Image-grounded pointing data:

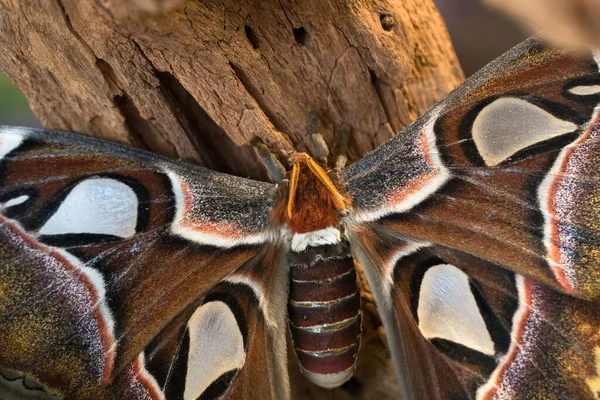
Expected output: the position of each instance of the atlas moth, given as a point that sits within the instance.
(125, 275)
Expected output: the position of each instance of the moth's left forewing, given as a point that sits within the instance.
(500, 178)
(102, 246)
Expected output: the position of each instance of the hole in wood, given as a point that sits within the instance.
(387, 21)
(252, 38)
(300, 35)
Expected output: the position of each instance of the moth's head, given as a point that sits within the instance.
(313, 202)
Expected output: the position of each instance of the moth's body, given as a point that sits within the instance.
(125, 275)
(324, 301)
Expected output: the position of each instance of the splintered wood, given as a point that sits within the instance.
(200, 80)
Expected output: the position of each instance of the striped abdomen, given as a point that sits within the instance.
(324, 312)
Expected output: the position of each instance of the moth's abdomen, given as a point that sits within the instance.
(324, 312)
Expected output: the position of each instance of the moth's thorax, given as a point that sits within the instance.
(314, 201)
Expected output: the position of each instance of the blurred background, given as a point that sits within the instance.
(479, 35)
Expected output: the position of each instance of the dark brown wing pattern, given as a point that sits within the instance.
(479, 230)
(102, 247)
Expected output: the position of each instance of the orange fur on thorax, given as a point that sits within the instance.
(314, 206)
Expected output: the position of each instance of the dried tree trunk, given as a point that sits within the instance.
(200, 80)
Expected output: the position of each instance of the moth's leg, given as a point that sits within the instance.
(319, 147)
(270, 161)
(342, 147)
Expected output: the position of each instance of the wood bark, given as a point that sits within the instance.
(200, 80)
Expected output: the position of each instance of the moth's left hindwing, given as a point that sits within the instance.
(106, 251)
(478, 227)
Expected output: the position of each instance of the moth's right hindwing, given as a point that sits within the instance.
(103, 246)
(478, 229)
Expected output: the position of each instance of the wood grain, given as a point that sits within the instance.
(200, 80)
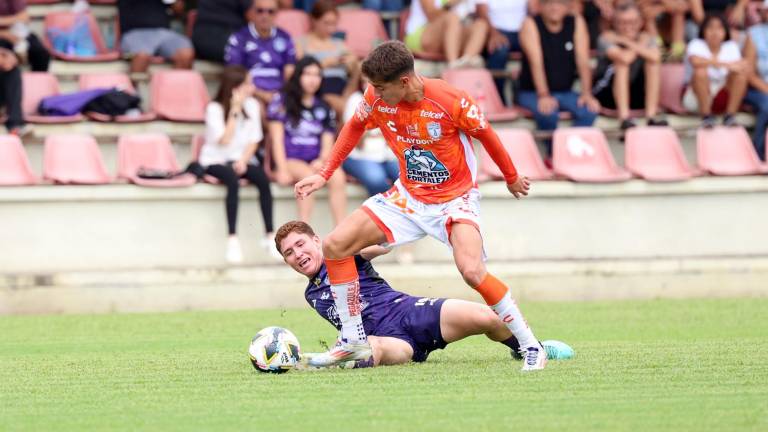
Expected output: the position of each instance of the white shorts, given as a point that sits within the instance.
(404, 219)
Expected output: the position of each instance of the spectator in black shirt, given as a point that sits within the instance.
(145, 25)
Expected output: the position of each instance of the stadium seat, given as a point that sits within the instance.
(120, 81)
(479, 84)
(293, 21)
(655, 154)
(364, 30)
(178, 95)
(522, 148)
(14, 164)
(73, 159)
(65, 20)
(150, 151)
(672, 84)
(36, 86)
(582, 154)
(727, 151)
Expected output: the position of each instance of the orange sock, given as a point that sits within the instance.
(492, 289)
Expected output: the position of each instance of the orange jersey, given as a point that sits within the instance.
(431, 139)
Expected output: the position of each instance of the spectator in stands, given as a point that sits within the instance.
(14, 27)
(715, 73)
(628, 72)
(302, 127)
(216, 21)
(264, 49)
(232, 135)
(756, 53)
(341, 69)
(372, 162)
(435, 26)
(10, 90)
(505, 17)
(148, 33)
(555, 51)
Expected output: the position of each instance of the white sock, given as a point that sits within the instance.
(346, 297)
(510, 314)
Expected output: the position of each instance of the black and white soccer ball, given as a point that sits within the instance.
(275, 350)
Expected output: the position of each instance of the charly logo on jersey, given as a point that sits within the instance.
(423, 167)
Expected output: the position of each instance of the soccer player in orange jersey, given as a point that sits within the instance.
(428, 125)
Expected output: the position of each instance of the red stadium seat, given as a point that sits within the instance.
(120, 81)
(35, 87)
(74, 159)
(728, 151)
(14, 164)
(479, 84)
(150, 151)
(672, 84)
(179, 95)
(522, 148)
(364, 30)
(582, 154)
(293, 21)
(65, 20)
(655, 154)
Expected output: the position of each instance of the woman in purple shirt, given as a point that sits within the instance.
(303, 127)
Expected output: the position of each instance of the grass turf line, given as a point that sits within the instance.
(663, 365)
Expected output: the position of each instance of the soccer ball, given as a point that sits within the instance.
(274, 349)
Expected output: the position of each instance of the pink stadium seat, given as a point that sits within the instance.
(149, 151)
(363, 28)
(120, 81)
(522, 148)
(293, 21)
(672, 84)
(179, 95)
(479, 84)
(655, 154)
(65, 20)
(73, 159)
(727, 151)
(35, 87)
(14, 164)
(582, 154)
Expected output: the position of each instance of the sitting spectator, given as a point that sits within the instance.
(302, 127)
(756, 53)
(341, 70)
(715, 73)
(216, 21)
(371, 162)
(10, 90)
(14, 27)
(149, 33)
(505, 17)
(264, 49)
(232, 135)
(555, 50)
(629, 69)
(435, 26)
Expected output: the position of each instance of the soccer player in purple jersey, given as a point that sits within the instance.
(400, 327)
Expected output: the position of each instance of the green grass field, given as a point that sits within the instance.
(656, 365)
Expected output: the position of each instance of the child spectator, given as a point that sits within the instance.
(146, 29)
(264, 49)
(302, 127)
(232, 135)
(715, 73)
(629, 69)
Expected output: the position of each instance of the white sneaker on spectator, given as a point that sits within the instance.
(234, 252)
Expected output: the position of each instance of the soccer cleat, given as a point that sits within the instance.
(534, 358)
(341, 353)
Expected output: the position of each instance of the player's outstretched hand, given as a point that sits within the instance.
(520, 187)
(308, 185)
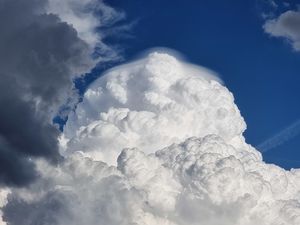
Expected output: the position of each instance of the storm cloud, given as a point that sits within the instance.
(286, 26)
(40, 55)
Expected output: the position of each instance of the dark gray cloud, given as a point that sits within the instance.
(39, 57)
(286, 26)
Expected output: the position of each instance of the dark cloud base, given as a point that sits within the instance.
(39, 57)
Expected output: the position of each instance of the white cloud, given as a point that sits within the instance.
(286, 26)
(157, 105)
(150, 104)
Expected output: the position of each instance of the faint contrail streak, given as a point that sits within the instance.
(280, 138)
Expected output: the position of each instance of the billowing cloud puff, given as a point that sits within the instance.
(199, 181)
(150, 104)
(86, 16)
(157, 142)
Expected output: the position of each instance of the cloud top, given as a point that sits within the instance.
(150, 103)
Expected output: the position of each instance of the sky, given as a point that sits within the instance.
(228, 37)
(149, 112)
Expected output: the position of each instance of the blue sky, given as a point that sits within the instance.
(228, 37)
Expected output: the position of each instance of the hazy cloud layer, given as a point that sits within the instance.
(212, 179)
(286, 26)
(40, 55)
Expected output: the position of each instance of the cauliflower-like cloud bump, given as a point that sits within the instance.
(199, 181)
(150, 104)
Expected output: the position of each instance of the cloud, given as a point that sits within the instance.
(42, 51)
(172, 150)
(281, 137)
(286, 26)
(150, 103)
(199, 181)
(87, 16)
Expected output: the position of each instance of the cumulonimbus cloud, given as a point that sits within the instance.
(172, 153)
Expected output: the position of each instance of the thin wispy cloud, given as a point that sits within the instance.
(280, 138)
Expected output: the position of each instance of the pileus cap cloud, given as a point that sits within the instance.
(150, 104)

PROBLEM DETAILS: Output every record above exactly, leaving out the pictures.

EXERCISE ANSWER:
Expected output: the position of each instance of the atlas moth, given as a point that sits within the instance.
(125, 275)
Expected output: the position of each instance of the moth's left forewing, given as a point that sits within the instance.
(500, 178)
(102, 246)
Expected output: the position of each instance of the hole in wood, given as a point that sits within the instance.
(387, 21)
(252, 38)
(300, 35)
Expected output: the position of each instance of the moth's head, given as a point that sits within the instance.
(313, 202)
Expected output: the position of each instance of the moth's body, given as a point that sits within the instance.
(125, 275)
(324, 301)
Expected output: the position of each instance of the splintered wood, given as a point that sits within the instance.
(200, 80)
Expected output: the position of each instance of the striped abdomen, given as a point that sits within the instance.
(324, 312)
Expected output: the position of each instance of the moth's abdomen, given as a point that sits within the instance.
(324, 312)
Expected output: the position of each instance of the moth's thorax, given as a point that sits within the instance.
(314, 201)
Expected output: the position of each instance of the blurred background, given as a point that sits within the instance.
(479, 35)
Expected output: the position of each instance of the dark brown wing pattern, given as a point that sits within the instance.
(479, 230)
(102, 247)
Expected output: the position of each instance of the orange fur on thorax, given as a point that sits within the instance.
(314, 206)
Expected output: the position of each instance of the dried tree trunk, given as a point that sits within the instance.
(200, 80)
Expected output: the position of each instance of the moth's leg, given as a point that sits within the instance.
(319, 147)
(270, 161)
(342, 147)
Expected output: the position of each instance of the wood bark, given as a point that sits within the instance.
(200, 80)
Expected output: the position of each instance of the moth's left hindwing, given as a point that sits within the instance.
(106, 251)
(478, 227)
Expected output: the position of each instance of the moth's right hindwing, given as a point that sits within the instance.
(103, 246)
(478, 229)
Expected output: the position of each instance of the wood grain, given as a point that sits within the instance.
(200, 80)
Expected output: the position of each instance of the white shorts, given as a point that sits within the instance.
(404, 219)
Expected output: the position of each instance of the spectator in black shirt, given as a point that sits within the instance.
(145, 25)
Expected output: the position of each instance of the stadium seat, given as a point that sits within the instance.
(120, 81)
(479, 84)
(293, 21)
(655, 154)
(364, 30)
(178, 95)
(522, 148)
(14, 164)
(73, 159)
(65, 20)
(150, 151)
(672, 84)
(36, 86)
(582, 154)
(727, 151)
Expected output: the position of each instance of the orange sock, given as a point that sits within the instance.
(492, 289)
Expected output: the position of each instance of the orange jersey, given as a point that sits within the instance.
(431, 139)
Expected output: the position of each instance of the spectator in stands, given as a point that sits within the instance.
(14, 27)
(715, 73)
(628, 72)
(302, 127)
(216, 21)
(264, 49)
(232, 135)
(756, 53)
(341, 69)
(372, 162)
(435, 26)
(10, 90)
(505, 17)
(148, 33)
(555, 51)
Expected output: the position of each instance of the white sock, given as a point that sits within the instance.
(346, 297)
(510, 314)
Expected output: the position of each instance of the black and white soccer ball, given as a point that sits within the instance.
(275, 350)
Expected output: the position of each instance of the charly logo on jersey, given as a point that sits within the instance.
(423, 167)
Expected output: the position of each instance of the soccer player in orange jersey, given as a point that sits within the instance.
(428, 125)
Expected output: the position of each instance of the red stadium seat, given as a point that sits within the instance.
(120, 81)
(35, 87)
(74, 159)
(728, 151)
(14, 164)
(479, 84)
(150, 151)
(672, 84)
(179, 95)
(522, 148)
(364, 30)
(582, 154)
(293, 21)
(65, 20)
(655, 154)
Expected output: the position of each instance of the woman in purple shirt, given as a point that sits within the instance.
(303, 127)
Expected output: the position of each instance of the grass turf line, given as a point that sits within the instance.
(663, 365)
Expected output: the position of each instance of the soccer ball, given as a point that sits within the instance.
(274, 349)
Expected output: the position of each instance of the pink stadium seat, given as a point that sits within the instance.
(149, 151)
(363, 28)
(120, 81)
(522, 148)
(293, 21)
(672, 84)
(179, 95)
(479, 84)
(655, 154)
(65, 20)
(73, 159)
(727, 151)
(35, 87)
(14, 164)
(582, 154)
Expected output: the position of each instance of the sitting spectator, given as a point that sits within the instance.
(302, 127)
(756, 53)
(341, 70)
(715, 73)
(216, 21)
(371, 162)
(10, 90)
(14, 27)
(149, 33)
(505, 17)
(264, 49)
(232, 135)
(555, 50)
(629, 69)
(435, 26)
Expected output: the position of each instance of the soccer player in purple jersey, given as a point that sits within the instance.
(400, 327)
Expected output: the position of each instance of the green grass field, given as a point that sits within the instance.
(656, 365)
Expected output: the position of each instance of the child spectator, given as a point that sits within the instance.
(146, 29)
(264, 49)
(302, 127)
(232, 135)
(715, 73)
(629, 69)
Expected output: the position of each instance of the white sneaker on spectator, given as a point that sits within the instance.
(234, 252)
Expected output: the position of each instance of the soccer cleat, given as a point that sits within the instance.
(534, 358)
(341, 353)
Expected output: the position of each instance of the player's outstretched hand, given as a point that sits within the instance.
(520, 187)
(308, 185)
Expected output: the position of each instance of the storm cloud, given as a point that sits within the instance.
(286, 26)
(40, 55)
Expected output: the position of each instance of the dark gray cloud, given as a point that sits within the instance.
(39, 57)
(286, 26)
Expected output: the position of each instance of the dark cloud base, given as a point that sits within the instance.
(39, 57)
Expected output: the position of each instance of the white cloud, given as a point that sits within the instance.
(286, 26)
(157, 105)
(150, 104)
Expected output: the position of each instance of the faint contrail streak, given as a point that sits within the instance.
(280, 138)
Expected output: the position of each instance of the billowing cloud puff, given as a point that sits within the instance.
(199, 181)
(150, 104)
(86, 16)
(157, 142)
Expected output: the position of each instance of the cloud top, given as a point that sits within the instance.
(150, 103)
Expected output: the position of each instance of the sky, given as a point that sits within the instance.
(228, 37)
(149, 112)
Expected output: the position of each instance of the blue sky, given as a point that sits within the instance.
(228, 37)
Expected output: the position of each instance of the hazy cloud layer, given as a point that sits within the instance.
(212, 179)
(286, 26)
(40, 55)
Expected output: the position of each instance of the cauliflower-like cloud bump, given as a point that sits within the instance.
(199, 181)
(150, 104)
Expected output: the position of each instance of the cloud, given as a point that sits within the instance.
(42, 51)
(172, 150)
(281, 137)
(286, 26)
(150, 103)
(199, 181)
(87, 16)
Expected output: the position of each instance of the cumulonimbus cloud, given as a point that sits within the instance.
(172, 153)
Expected output: the position of each instance of the thin wispy cloud, given as a point that sits within the instance.
(280, 138)
Expected output: the position of each instance of the pileus cap cloud, given as a point that sits within the instance.
(150, 104)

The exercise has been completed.